(Saved entries)
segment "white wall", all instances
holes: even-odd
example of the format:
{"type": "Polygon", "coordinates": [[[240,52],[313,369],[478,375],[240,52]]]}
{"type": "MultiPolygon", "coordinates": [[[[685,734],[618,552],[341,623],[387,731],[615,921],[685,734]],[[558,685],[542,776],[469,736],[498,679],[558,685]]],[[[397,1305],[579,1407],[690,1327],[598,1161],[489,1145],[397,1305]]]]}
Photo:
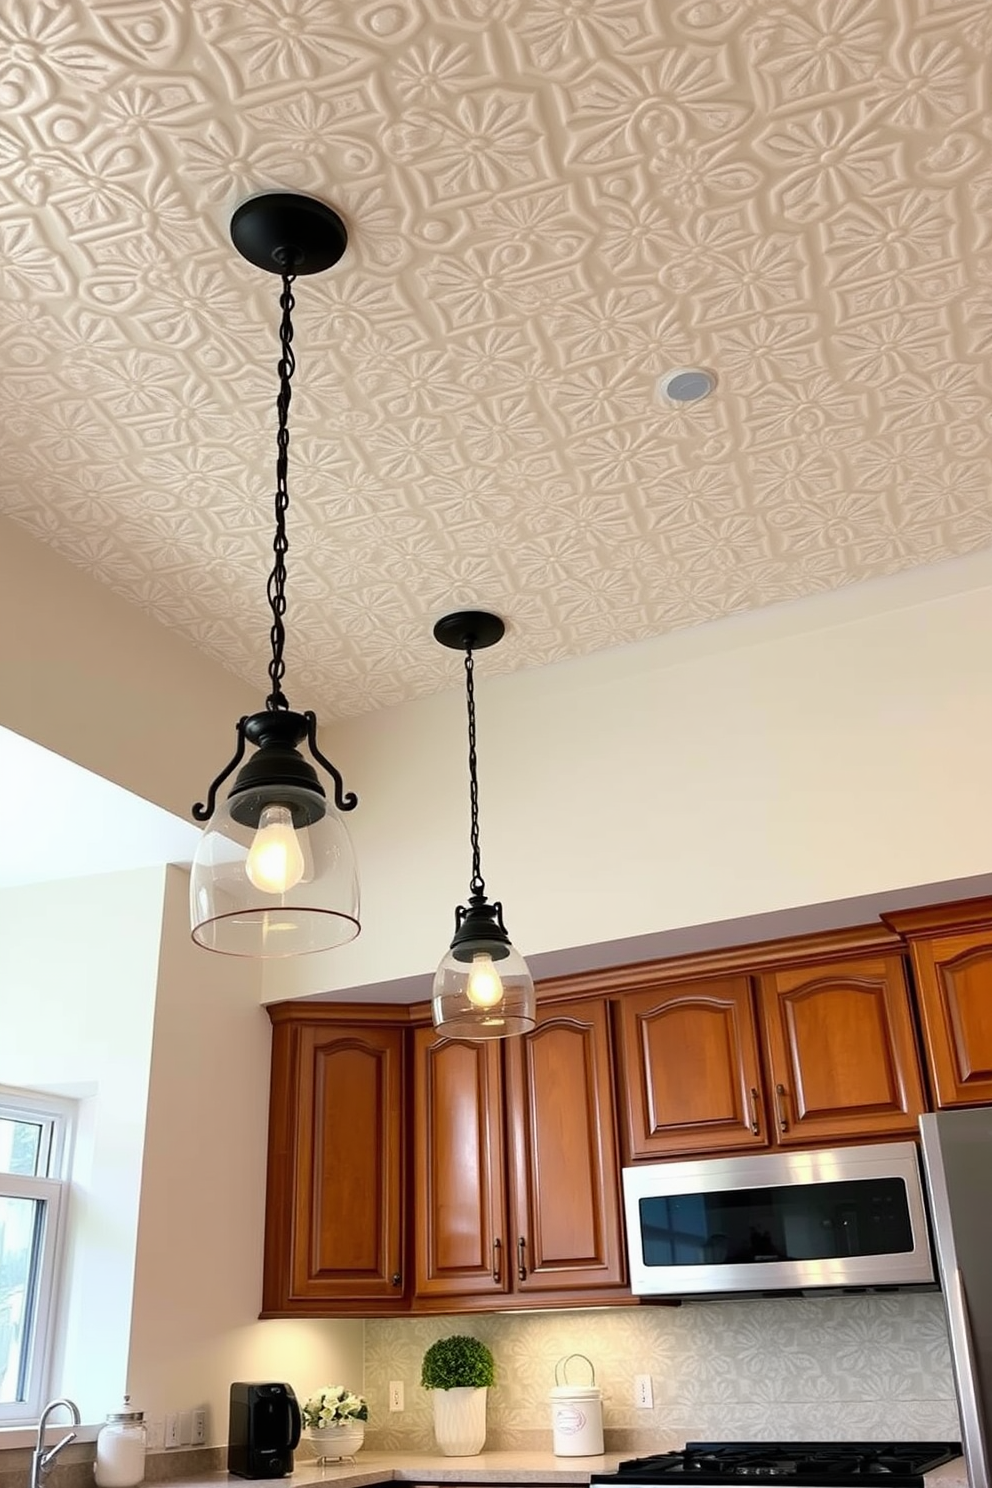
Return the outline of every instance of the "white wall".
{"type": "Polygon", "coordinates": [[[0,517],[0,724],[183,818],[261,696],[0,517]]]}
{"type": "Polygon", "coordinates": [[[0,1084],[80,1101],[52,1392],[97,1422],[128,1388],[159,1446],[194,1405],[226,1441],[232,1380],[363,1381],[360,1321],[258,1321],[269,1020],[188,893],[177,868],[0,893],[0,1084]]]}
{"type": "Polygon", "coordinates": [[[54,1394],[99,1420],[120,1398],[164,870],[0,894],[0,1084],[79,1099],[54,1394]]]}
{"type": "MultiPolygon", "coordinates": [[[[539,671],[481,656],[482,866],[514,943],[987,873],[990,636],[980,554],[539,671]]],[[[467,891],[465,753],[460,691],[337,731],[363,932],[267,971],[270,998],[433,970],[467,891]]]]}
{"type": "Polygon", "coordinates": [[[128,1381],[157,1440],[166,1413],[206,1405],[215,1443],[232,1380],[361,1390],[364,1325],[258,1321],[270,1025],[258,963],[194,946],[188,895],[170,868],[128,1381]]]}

...

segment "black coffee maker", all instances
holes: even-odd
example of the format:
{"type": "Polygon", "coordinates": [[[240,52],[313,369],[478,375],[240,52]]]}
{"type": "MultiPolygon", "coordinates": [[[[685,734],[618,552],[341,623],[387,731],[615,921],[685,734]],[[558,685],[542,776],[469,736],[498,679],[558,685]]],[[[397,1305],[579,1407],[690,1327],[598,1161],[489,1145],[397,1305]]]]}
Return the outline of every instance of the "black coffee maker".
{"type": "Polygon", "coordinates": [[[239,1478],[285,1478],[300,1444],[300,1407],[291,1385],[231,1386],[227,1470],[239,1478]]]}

About this task: For each line in the data that holds "segment", add one to a count, then report that count alone.

Answer to this problem: 2